▶ DOCUMENT EXTRACT:
More about History


The company's first copier, Minolta Copymaster, (a wet-process diazo copier) is completed

Minolta (named Chiyoda Kogaku Seiko at the time) set about development of optical equipment, particularly copiers, leveraging their technical expertise in camera products, and completed the first copier, Minolta Copymaster, a wet-process diazo copier, in 1960. After the introduction of this product, Minolta continued development efforts to meet customer needs that were growing rapidly backed by the advancement of the information society.


Minolta Hi-Matic camera is used by astronaut John Glenn in his Friendship 7 mission, the first American manned orbital space flight

During the 1950s, Minolta (named Chiyoda Kogaku Seiko at the time) was among the first in the Japanese industry to participate in camera fairs in the USA and take positive steps to expand business in overseas markets. In those days, the USA was in a fierce competition with the USSR regarding space exploration. To compete with the USSR (which succeeded in the world's first manned space flight), the USA launched the Friendship 7 mission with their national pride at stake. For this important mission, NASA selected the Minolta Hi-Matic camera to record the space flight from among a number of candidates all over the world, and the Hi-Matic camera successfully completed its role in space. This great accomplishment made the name of Minolta instantly famous worldwide.

▶ REQUEST 1: Rescale the rows between the line holding "written like (357,382)." and the end of the rows, inclusive. Repeat each of those lines with its request, multiplying every coordinate in the answer points by 1.25 and rounding to a whole number (halves up), and leave the sample coordinates in the requests unchanged.
The rows below are unrelated to the Minolta history text.

▶ EXERCISE INPUT:
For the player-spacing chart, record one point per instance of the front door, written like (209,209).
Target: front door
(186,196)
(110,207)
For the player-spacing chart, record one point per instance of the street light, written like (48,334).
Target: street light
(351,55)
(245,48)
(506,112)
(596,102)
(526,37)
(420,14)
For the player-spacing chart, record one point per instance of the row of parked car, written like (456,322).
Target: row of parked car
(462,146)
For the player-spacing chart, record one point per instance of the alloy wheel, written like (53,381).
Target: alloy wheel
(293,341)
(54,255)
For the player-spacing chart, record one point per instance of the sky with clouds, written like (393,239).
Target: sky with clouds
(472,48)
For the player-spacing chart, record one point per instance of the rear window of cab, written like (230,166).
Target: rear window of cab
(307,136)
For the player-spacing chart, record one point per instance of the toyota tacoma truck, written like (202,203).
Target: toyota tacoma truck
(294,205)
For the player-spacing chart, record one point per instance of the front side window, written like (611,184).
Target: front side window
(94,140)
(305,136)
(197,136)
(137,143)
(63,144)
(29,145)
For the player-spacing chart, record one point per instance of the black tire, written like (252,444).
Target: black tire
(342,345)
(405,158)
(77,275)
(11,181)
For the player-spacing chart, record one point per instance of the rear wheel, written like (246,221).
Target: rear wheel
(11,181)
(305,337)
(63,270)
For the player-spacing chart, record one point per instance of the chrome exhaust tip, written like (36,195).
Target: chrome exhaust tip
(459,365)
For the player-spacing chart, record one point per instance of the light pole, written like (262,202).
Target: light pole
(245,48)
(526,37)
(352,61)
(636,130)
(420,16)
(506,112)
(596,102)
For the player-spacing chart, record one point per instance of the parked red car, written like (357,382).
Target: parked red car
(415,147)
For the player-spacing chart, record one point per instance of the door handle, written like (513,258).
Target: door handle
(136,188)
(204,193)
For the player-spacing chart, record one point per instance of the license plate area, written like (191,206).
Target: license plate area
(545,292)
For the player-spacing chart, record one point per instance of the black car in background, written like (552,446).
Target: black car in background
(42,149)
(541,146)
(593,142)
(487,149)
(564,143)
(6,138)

▶ REQUEST 2: Extract the passage of the Minolta history text between "More about History" and "the information society.", inclusive, copying it word for word.

▶ FULL OUTPUT 1:
For the player-spacing chart, record one point per instance of the parked red car, written like (357,382).
Target: parked red car
(519,184)
For the player-spacing chart, record one point per instance of the door handle, written like (513,258).
Target: door handle
(170,235)
(255,241)
For the player-spacing chart, record one point per instance of the license plate area, written like (191,206).
Target: license plate area
(681,365)
For the player-spacing chart, record one point per instance of the black car in background, written like (552,446).
Target: black car in background
(53,186)
(676,183)
(741,178)
(609,186)
(705,179)
(8,173)

▶ FULL OUTPUT 2:
More about History


The company's first copier, Minolta Copymaster, (a wet-process diazo copier) is completed

Minolta (named Chiyoda Kogaku Seiko at the time) set about development of optical equipment, particularly copiers, leveraging their technical expertise in camera products, and completed the first copier, Minolta Copymaster, a wet-process diazo copier, in 1960. After the introduction of this product, Minolta continued development efforts to meet customer needs that were growing rapidly backed by the advancement of the information society.